* [Задания]:
1 > По отрывку о мифах Оружейной палаты объясните в одном–трех предложениях, почему архивисты и литераторы того времени часто старили памятные предметы на столетие-другое.
2 > Перечислите все строки записей, в которых встречается слово «trunk».

Как у Невского отобрали шлем, а у Грозного – трон

Музеи Московского Кремля не побоялись развенчать мифы о своем собственном собрании

Произнося «шапка Мономаха», мы не всегда задумываемся, что стоит за этим звучным словосочетанием. Выставка «Легенды Кремля: русский романтизм и Оружейная палата» подталкивает к новому осмыслению этого и десятков других привычных символов. По сути устроители экспозиции с «вещдоками» в руках развенчивают множество романтических мифов, сложившихся вокруг героев национальной истории.

Коль скоро место действия — древняя крепость на Боровицком холме с резиденцией правителей Московского княжества, а затем и Государства Российского, то в центре повествования ее былые обитатели и связанные с ними атрибуты монаршей власти.

Держава и скипетр, разнообразные шлемы, сабли, доспехи, а также драгоценные кубки, посохи, даже конская упряжь — всё это носил, держал в руках тот или иной государь. И разумеется, ни один из этих сакральных предметов не должен был исчезнуть, всё бережно хранилось в Оружейной палате и скрупулезно вносилось в описи — аналоги инвентарных книг. Но знали бы царские слуги, как своеобразно перетолкуют предмет их кропотливого труда через несколько веков, когда Российская империя вступит в полосу всплеска патриотических чувств! Тогда, на рубеже XVIII-XIX столетий ревнители отечественной славы вдруг обнаружили в Оружейной палате «детские доспехи великого князя Дмитрия Донского», «саблю и цепь великого князя Владимира Мономаха», «шлем великого князя Юрия Всеволодовича», «посохи Андрея Боголюбского и Ивана Калиты». На самом деле названные так памятники были созданы в XVI-XVII веке и никак не связаны с поименованными персонажами русской истории, жившими гораздо раньше. Тем не менее на протяжении XIX века одни исследователи, рьяно опровергая других, подчас сами предлагали еще более фантастические версии, в нашем новоязе «фейки».

Новые веяния проникли в Оружейную палату, когда в 1806 году в тамошнем «древлехранилище» по указу императора Александра I был создан «музеум». По всей Европе тогда возникали публичные музейные собрания, причем почти все, от галереи Уффици до Букингемского дворца, — в бывших или даже действующих монарших покоях. Один из самых наглядных символов «демократизации дворцов» — парижский Лувр, отобранный у королей и преобразованный в музей. И всё это происходило в период бурного развития исторической науки, безусловно важной для стран и их граждан. Сегодня нам кажется, будто таковая существовала всегда, да и привычно связываемая с ней муза Клио известна с античности. Однако это иллюзия: возраст истории как науки — чуть более двухсот лет. Трудно поверить, но до XIX века ее не было среди университетских дисциплин.

Стоит ли удивляться, что в стремлении найти как можно больше свидетельств героических свершений предков тогдашние архивисты и литераторы сплошь и рядом старили памятные предметы на столетие-другое, а то и побольше. Яркий пример — Костяной трон царя Алексея Михайловича, второго в династии Романовых. Эта прекрасная вещь XVII века с отделкой слоновой костью была «назначена» троном великого князя Ивана III, жившего аж на двести лет раньше, а впоследствии «завещана» его внуку Ивану Грозному. А что, ведь и на скульптуре прославленного Марка Антокольского царь восседает на этом кресле! Правда, сие популярное произведение искусства само создано в так называемую эпоху историзма под влиянием возникших тогда мифов. Только в наши дни тщательные изыскания позволили доказать, что трон сильно моложе своего «обладателя».

* [Выдержки из данных]:
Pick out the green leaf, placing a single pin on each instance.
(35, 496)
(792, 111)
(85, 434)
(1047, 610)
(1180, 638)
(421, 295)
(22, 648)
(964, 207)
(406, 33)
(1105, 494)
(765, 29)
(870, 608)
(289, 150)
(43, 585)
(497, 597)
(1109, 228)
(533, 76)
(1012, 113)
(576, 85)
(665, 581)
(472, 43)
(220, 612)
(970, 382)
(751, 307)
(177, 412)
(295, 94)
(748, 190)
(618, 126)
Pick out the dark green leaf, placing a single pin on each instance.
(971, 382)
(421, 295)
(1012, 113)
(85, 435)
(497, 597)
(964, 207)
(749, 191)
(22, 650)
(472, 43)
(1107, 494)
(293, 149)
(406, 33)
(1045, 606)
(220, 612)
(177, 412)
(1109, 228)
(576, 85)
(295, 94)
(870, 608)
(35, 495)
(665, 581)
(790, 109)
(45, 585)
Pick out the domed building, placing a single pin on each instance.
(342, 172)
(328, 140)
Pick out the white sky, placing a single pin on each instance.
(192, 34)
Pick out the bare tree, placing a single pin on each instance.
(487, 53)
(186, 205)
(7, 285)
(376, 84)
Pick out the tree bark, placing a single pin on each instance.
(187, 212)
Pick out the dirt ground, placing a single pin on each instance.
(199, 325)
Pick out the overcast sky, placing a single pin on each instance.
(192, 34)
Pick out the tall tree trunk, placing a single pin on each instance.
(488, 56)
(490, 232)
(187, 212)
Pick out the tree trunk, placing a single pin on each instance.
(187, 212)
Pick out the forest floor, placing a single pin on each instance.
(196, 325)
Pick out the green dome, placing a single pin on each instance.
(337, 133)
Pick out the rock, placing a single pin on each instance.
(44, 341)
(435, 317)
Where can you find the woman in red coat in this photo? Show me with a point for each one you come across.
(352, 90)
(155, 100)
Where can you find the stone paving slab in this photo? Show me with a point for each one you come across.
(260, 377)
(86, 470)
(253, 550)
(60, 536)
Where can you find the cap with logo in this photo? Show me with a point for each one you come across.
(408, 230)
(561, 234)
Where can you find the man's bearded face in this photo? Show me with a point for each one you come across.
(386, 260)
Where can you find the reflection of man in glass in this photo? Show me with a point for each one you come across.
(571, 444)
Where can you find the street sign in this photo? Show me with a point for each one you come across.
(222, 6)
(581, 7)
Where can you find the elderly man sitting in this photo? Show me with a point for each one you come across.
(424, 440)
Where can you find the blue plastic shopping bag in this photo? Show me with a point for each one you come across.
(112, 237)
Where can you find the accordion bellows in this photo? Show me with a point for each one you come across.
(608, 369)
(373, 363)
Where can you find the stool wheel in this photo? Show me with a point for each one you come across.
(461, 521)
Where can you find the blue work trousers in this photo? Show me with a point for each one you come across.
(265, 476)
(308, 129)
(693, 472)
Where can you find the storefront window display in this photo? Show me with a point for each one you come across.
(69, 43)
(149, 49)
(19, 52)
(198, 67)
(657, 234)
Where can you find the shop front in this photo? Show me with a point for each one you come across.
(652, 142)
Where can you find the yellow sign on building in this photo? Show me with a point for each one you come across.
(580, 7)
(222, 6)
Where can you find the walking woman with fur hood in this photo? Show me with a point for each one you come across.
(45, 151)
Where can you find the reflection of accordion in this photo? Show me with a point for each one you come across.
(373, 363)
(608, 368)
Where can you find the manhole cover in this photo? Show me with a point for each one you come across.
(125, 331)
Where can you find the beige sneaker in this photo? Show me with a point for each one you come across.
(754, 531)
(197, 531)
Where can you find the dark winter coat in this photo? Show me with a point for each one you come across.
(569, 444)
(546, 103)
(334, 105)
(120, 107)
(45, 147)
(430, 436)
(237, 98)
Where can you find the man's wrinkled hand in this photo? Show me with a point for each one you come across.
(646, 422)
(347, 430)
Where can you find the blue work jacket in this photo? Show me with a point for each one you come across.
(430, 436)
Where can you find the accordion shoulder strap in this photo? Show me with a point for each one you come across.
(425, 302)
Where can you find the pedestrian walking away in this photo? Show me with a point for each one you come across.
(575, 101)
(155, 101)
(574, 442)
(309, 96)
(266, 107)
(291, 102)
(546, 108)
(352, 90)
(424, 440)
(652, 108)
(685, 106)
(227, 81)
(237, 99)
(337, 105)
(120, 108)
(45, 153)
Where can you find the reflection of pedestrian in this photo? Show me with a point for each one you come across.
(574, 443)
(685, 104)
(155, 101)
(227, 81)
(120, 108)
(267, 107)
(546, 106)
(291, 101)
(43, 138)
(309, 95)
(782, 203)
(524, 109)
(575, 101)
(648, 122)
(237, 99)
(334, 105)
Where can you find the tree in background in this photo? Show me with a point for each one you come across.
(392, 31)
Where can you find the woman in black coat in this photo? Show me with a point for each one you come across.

* [Полные решения]:
1 > Они стремились найти как можно больше свидетельств героических свершений предков. Поэтому вещи приписывались более древним правителям. Так, Костяной трон XVII века царя Алексея Михайловича «назначили» троном Ивана III.

2 >
Pick out the tall tree trunk, placing a single pin on each instance.
Pick out the tree trunk, placing a single pin on each instance.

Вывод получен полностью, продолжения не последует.